Job. Return every line in the entries below that contains the string "juice".
<<<<
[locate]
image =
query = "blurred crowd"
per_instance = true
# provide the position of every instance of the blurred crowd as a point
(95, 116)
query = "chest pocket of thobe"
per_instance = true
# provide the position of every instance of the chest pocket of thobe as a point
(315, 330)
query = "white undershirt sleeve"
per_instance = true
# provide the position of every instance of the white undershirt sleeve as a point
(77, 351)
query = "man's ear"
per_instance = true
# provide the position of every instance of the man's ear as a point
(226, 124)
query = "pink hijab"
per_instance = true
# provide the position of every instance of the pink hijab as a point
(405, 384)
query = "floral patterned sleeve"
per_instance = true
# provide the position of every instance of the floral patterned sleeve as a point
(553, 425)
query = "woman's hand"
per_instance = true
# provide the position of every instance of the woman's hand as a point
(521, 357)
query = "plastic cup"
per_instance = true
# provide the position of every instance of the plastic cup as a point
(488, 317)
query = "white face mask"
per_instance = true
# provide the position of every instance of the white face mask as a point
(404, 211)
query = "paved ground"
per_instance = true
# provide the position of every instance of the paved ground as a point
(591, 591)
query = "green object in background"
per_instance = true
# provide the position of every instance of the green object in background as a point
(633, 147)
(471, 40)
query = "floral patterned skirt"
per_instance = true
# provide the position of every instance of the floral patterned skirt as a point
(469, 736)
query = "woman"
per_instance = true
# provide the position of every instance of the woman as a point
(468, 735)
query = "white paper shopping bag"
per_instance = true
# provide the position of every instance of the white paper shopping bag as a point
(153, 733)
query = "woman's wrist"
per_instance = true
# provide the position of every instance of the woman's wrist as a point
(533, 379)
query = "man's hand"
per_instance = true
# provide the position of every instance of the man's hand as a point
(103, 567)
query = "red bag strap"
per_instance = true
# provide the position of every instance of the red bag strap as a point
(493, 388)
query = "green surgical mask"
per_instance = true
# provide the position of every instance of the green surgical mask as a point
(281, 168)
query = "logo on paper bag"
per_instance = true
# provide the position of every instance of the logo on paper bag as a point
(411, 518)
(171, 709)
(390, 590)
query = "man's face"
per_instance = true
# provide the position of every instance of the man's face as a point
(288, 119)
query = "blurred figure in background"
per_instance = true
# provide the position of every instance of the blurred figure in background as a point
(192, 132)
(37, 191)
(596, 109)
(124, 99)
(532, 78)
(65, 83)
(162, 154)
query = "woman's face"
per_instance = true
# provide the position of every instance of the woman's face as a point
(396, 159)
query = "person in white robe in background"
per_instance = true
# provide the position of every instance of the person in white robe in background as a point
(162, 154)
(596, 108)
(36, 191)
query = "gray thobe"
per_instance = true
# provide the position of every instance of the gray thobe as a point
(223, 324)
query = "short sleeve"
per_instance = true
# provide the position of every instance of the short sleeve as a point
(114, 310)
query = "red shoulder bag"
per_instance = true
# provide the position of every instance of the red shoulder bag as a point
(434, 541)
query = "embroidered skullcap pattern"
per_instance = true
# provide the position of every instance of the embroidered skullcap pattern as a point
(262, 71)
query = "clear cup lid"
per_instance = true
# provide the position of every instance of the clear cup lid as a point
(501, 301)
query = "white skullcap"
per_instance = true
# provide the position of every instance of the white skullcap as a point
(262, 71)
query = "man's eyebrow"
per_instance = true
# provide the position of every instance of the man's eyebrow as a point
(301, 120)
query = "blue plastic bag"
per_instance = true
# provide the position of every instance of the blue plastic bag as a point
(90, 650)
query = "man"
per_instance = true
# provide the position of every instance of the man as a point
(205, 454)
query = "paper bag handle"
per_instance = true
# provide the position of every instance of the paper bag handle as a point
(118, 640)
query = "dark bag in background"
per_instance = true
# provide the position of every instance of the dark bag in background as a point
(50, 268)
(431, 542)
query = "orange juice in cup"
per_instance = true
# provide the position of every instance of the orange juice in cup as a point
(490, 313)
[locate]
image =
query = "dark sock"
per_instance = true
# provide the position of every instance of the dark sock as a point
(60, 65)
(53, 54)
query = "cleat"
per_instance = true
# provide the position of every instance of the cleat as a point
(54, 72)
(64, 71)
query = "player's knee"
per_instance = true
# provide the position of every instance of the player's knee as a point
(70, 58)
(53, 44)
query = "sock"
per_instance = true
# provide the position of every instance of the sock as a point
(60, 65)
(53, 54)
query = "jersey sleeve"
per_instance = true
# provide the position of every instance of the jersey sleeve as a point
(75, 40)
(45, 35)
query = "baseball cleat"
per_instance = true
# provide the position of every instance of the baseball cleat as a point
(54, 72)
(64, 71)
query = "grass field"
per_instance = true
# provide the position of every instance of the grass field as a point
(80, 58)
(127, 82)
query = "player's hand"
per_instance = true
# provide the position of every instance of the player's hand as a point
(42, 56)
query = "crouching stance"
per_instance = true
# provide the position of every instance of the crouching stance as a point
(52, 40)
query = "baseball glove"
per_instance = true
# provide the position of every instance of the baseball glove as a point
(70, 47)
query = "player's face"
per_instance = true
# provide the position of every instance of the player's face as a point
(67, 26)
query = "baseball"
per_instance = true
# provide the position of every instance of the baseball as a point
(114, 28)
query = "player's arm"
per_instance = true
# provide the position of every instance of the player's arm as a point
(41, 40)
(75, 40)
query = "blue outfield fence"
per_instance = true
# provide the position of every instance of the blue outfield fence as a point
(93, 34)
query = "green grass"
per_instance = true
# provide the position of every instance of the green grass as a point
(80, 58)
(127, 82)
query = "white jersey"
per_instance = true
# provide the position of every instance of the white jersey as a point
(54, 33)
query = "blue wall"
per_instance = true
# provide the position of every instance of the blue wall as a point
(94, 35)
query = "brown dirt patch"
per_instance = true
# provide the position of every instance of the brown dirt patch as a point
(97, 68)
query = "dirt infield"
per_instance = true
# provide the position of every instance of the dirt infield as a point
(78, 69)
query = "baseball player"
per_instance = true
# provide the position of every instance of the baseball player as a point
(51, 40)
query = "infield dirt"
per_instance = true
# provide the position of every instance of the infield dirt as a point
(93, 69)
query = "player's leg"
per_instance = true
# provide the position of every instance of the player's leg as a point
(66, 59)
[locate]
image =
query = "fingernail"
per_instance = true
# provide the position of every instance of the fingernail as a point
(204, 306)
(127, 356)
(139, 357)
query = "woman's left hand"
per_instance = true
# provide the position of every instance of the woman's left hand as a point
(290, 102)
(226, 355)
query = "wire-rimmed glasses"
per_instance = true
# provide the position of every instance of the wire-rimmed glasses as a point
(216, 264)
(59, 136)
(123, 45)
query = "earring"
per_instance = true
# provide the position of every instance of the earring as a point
>>>>
Exercise result.
query = "orange juice in cup"
# provide the position of every instance of the orange juice in cup as a point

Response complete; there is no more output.